___ Entries ___

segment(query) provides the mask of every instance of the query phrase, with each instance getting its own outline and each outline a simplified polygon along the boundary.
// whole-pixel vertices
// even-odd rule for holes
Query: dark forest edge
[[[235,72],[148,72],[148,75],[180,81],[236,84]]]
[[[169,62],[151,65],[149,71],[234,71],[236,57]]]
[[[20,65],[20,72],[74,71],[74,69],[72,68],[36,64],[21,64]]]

___

Job> Rewrite all the records above with "forest" switched to "woodland" and every other character left the same.

Solution for this problem>
segment(query) provides the mask of every instance of the query phrase, with each instance getting its own outline and each outline a simplified polygon along the boundary.
// whole-pixel vertices
// even-odd rule for holes
Query: dark woodland edge
[[[235,72],[148,72],[148,75],[180,81],[236,84]]]
[[[169,62],[151,65],[149,71],[234,71],[236,57]]]
[[[20,65],[20,72],[74,71],[74,69],[72,68],[36,64],[21,64]]]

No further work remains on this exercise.